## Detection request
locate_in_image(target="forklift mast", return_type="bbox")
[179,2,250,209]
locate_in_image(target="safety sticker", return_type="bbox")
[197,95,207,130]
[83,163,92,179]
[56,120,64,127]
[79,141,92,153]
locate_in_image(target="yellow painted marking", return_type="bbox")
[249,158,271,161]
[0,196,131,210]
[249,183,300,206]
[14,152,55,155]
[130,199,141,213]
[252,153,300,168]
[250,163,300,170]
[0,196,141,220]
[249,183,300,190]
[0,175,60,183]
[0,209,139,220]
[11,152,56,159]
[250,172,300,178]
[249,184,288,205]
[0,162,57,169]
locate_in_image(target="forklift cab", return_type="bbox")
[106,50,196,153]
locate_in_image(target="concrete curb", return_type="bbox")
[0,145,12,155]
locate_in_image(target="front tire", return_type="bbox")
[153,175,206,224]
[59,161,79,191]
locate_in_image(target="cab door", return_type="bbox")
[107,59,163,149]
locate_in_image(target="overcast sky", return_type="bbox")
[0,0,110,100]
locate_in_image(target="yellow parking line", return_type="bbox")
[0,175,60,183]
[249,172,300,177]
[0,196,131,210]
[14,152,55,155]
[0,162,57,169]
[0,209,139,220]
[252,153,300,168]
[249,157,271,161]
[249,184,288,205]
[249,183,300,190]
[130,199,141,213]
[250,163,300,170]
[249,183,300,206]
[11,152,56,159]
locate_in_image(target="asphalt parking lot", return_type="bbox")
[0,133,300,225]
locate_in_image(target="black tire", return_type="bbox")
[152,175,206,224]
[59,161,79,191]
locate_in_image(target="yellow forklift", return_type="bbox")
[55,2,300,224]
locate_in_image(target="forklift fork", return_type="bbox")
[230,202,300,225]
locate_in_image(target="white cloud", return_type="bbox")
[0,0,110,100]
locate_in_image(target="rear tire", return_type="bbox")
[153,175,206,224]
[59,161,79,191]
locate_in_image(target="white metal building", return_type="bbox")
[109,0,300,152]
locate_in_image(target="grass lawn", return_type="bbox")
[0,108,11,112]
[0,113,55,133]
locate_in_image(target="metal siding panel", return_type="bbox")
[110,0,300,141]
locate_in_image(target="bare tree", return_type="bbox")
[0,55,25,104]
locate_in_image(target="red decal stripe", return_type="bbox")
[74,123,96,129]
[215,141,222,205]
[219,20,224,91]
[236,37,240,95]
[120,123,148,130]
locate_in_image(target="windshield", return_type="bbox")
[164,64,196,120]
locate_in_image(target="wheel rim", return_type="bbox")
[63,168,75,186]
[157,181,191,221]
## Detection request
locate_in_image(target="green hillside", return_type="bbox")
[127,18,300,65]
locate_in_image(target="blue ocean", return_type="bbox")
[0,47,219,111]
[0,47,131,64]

**Problem requirements:**
Extract every line above and reproduce each one verbatim, in its original order.

**Solved problem:**
## Detection request
locate_in_image(target="forklift mast", return_type="bbox")
[179,2,250,209]
locate_in_image(target="safety sticker", return_type="bbox")
[197,95,207,130]
[83,163,92,179]
[56,120,64,127]
[79,141,92,153]
locate_in_image(target="yellow painted marking", return_type="bbox")
[249,158,271,161]
[0,196,131,210]
[249,183,300,206]
[14,152,55,155]
[130,199,141,213]
[252,153,300,168]
[250,163,300,170]
[0,196,141,220]
[249,183,300,190]
[0,175,60,183]
[0,209,139,220]
[11,152,56,159]
[250,172,300,178]
[249,184,288,205]
[0,162,57,169]
locate_in_image(target="forklift cab", return_type="bbox")
[106,50,196,153]
locate_in_image(target="concrete curb", return_type="bbox")
[0,145,12,155]
locate_in_image(target="front tire", return_type="bbox")
[153,175,206,224]
[59,161,79,191]
locate_in_image(target="cab door", return_type="bbox")
[107,59,163,149]
locate_in_image(target="overcast sky", return_type="bbox")
[0,0,110,100]
locate_in_image(target="yellow parking line", return_type="bbox")
[0,175,60,183]
[249,172,300,177]
[0,196,131,210]
[14,152,55,155]
[0,162,57,169]
[0,209,139,220]
[252,153,300,168]
[249,157,271,161]
[249,184,288,205]
[249,183,300,190]
[130,199,141,213]
[250,163,300,170]
[249,183,300,206]
[11,152,56,159]
locate_in_image(target="asphalt parking lot", return_type="bbox")
[0,133,300,225]
locate_in_image(target="black tire", return_type="bbox")
[152,175,206,224]
[59,161,79,191]
locate_in_image(target="yellow forklift", return_type="bbox")
[55,2,300,224]
locate_in_image(target="forklift fork", return_type="bbox")
[230,202,300,225]
locate_in_image(target="white cloud", return_type="bbox")
[0,0,110,100]
locate_in_image(target="rear tire", return_type="bbox")
[153,175,206,224]
[59,161,79,191]
locate_in_image(target="white metal building", return_type="bbox")
[109,0,300,152]
locate_in_image(target="grass lawn", return_type="bbox")
[0,108,11,112]
[0,113,55,133]
locate_in_image(target="metal siding panel", return_type="bbox")
[110,0,300,141]
locate_in_image(target="bare tree", return_type="bbox")
[0,55,25,104]
locate_in_image(target="red decal stripe", return_type="bbox")
[74,123,96,129]
[215,141,222,205]
[219,20,224,91]
[236,37,240,95]
[120,123,148,130]
locate_in_image(target="windshield", return_type="bbox")
[164,64,196,120]
locate_in_image(target="wheel rim", return_type="bbox")
[63,168,75,186]
[157,181,191,221]
## Detection request
locate_in_image(target="green hillside", return_type="bbox")
[127,18,300,65]
locate_in_image(target="blue ocean", return_type="bbox")
[0,47,219,111]
[0,47,131,64]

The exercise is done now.